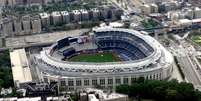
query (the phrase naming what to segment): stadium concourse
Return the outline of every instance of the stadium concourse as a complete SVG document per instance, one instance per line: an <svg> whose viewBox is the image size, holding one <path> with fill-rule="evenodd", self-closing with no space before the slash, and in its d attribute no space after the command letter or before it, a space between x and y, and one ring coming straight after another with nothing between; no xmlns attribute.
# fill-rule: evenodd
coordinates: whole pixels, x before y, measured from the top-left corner
<svg viewBox="0 0 201 101"><path fill-rule="evenodd" d="M59 81L69 90L114 89L139 77L166 79L173 62L172 55L151 36L108 27L58 40L33 58L41 82Z"/></svg>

★ ★ ★ ★ ★ ★ ★

Task statement:
Quote all of the data above line for line without changing anything, but leave the pictures out.

Result for this exercise:
query (the phrase naming what to segment): stadium concourse
Return the outline of every instance of the stadium concourse as a complete SVG document per instance, one instance per line: an <svg> whose viewBox is the image size, holding one <path> with fill-rule="evenodd", self-closing with no space before the slash, and in its d attribute no space after the command letter or before it, a space between x and y, and one ring coming straight after another with nothing between; no xmlns attribute.
# fill-rule: evenodd
coordinates: whole pixels, x before y, measured from the top-left corner
<svg viewBox="0 0 201 101"><path fill-rule="evenodd" d="M59 81L69 90L114 89L139 77L166 79L173 62L172 55L151 36L108 27L58 40L33 58L41 82Z"/></svg>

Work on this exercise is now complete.